++++ Entries supplied ++++

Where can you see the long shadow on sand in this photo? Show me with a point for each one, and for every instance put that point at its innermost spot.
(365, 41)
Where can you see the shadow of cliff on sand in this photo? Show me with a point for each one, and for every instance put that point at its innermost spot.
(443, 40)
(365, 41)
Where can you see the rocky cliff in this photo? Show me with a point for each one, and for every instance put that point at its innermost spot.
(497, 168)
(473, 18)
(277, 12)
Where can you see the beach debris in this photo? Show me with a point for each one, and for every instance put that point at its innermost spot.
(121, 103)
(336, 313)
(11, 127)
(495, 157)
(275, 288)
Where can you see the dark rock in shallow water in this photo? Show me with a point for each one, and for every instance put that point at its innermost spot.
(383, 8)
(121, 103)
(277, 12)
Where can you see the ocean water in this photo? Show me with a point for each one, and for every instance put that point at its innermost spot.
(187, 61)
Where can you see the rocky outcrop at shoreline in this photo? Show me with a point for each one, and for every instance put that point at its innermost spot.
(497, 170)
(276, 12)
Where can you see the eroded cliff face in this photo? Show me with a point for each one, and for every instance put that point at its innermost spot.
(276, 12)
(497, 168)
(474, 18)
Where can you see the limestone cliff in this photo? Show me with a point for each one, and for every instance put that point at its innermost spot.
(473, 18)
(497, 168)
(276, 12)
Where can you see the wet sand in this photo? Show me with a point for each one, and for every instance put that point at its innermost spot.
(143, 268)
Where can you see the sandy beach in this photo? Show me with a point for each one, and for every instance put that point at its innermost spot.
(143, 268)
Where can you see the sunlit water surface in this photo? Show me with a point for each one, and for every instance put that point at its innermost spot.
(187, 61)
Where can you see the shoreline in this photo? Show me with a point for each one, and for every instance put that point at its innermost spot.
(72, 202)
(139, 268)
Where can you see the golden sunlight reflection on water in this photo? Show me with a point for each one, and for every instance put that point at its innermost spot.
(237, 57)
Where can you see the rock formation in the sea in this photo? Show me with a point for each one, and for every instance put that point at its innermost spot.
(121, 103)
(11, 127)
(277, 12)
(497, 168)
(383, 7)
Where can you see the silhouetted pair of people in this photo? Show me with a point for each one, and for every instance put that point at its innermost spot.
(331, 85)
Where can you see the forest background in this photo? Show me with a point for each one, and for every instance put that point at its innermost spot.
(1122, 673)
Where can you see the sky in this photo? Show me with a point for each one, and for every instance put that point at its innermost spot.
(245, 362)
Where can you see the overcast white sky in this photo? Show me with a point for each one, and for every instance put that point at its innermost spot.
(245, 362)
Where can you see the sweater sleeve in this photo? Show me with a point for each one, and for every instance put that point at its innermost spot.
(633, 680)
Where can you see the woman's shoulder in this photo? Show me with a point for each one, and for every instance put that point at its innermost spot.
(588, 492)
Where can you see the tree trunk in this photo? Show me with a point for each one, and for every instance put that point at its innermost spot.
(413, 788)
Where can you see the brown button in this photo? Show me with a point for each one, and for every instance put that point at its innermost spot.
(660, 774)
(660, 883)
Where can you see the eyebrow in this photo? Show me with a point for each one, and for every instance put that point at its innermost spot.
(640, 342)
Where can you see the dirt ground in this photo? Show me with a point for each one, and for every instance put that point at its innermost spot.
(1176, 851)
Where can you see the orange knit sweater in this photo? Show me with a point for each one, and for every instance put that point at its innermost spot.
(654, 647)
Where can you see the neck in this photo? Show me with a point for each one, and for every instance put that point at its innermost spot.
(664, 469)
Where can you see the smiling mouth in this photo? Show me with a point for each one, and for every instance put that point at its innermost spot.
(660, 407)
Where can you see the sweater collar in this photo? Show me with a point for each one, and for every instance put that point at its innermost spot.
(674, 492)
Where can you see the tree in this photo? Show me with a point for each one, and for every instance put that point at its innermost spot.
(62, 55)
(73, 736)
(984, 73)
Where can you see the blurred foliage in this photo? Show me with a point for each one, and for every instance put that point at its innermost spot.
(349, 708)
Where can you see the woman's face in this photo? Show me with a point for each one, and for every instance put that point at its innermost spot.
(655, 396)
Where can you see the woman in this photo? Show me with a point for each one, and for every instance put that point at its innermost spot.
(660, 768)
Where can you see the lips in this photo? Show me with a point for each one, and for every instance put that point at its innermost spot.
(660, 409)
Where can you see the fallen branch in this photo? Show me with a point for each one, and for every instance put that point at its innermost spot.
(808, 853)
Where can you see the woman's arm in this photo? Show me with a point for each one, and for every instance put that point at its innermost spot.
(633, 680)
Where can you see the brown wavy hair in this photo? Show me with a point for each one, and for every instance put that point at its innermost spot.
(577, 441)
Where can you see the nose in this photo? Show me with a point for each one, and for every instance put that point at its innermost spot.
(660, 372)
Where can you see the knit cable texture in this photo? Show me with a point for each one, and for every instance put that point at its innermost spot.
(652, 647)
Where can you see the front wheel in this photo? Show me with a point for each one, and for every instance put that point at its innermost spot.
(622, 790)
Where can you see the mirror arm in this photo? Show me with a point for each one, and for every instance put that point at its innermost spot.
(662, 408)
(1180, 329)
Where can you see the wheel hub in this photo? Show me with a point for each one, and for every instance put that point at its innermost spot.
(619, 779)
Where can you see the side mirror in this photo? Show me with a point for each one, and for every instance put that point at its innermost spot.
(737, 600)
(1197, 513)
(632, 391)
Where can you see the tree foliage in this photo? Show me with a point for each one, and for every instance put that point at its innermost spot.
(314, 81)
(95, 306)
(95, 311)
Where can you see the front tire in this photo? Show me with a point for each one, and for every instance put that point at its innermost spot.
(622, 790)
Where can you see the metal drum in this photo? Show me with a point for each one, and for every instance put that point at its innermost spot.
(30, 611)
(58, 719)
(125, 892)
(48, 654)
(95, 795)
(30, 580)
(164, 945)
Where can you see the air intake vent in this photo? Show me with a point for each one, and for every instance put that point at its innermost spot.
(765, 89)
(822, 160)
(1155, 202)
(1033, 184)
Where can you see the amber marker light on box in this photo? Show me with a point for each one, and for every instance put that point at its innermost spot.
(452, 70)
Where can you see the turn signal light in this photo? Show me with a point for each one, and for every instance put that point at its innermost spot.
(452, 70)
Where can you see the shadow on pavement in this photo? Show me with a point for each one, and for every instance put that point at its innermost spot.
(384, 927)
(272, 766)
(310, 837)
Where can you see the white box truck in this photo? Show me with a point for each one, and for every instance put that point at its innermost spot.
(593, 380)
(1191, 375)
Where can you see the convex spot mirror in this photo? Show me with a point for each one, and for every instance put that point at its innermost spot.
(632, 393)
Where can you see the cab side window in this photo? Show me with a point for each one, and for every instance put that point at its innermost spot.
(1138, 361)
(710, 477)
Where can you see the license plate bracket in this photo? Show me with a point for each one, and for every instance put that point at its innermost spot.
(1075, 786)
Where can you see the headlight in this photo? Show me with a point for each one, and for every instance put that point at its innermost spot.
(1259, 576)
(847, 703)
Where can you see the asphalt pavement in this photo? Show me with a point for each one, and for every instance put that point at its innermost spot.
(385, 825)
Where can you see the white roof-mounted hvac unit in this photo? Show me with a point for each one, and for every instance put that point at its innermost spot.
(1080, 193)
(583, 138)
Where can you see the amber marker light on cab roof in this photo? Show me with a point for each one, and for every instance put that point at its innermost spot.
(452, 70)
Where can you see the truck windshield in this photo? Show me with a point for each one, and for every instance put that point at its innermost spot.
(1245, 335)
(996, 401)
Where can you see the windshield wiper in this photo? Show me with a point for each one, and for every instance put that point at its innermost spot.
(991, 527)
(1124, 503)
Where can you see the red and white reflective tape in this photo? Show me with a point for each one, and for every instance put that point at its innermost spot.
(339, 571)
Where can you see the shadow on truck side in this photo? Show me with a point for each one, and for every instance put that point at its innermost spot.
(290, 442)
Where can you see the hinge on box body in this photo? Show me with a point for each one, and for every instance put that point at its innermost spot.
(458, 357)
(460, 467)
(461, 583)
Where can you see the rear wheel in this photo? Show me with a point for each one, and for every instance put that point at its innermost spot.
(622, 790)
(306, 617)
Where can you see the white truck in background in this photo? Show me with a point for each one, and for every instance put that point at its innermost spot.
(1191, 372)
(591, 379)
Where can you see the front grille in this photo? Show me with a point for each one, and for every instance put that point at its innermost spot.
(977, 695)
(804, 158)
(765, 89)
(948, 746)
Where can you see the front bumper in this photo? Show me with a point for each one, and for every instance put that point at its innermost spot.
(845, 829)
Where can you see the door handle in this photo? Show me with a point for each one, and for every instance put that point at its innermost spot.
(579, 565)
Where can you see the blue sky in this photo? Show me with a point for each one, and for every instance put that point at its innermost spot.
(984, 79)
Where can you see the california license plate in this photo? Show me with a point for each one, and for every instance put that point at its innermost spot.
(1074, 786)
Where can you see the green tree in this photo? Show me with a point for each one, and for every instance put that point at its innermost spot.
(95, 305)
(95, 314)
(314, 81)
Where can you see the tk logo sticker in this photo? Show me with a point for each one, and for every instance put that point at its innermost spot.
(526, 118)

++++

**Written instruction**
Present the lines of the records as a numbered list, from the line containing "Where can you see the front bumper" through the final line of the records, both included. Leave out any blank lines.

**Response to this task**
1. Where can you see the front bumper in this photo? Show me with a point for each one, and for every instance put that point at its innermost spot.
2. (845, 829)
3. Where can you see the door handle in this photo? Show me with a point for each one, and for every instance put that point at its innermost spot.
4. (579, 565)
5. Where can you see the blue sky in this photo? Show me with a point for each one, and for every instance put that point at its innermost spot.
6. (984, 79)
7. Where can you see the california license plate in this photo? Show me with a point for each one, and for every instance put that point at its innermost spot.
8. (1074, 786)
9. Where can you see the green tree in this photo? Show me with a point for each one, and for every instance put that point at its innermost spot.
10. (95, 305)
11. (95, 314)
12. (314, 81)
13. Where can you see the tk logo sticker in this photo? Show me with a point for each one, and for every instance put that point at its innermost spot.
14. (526, 118)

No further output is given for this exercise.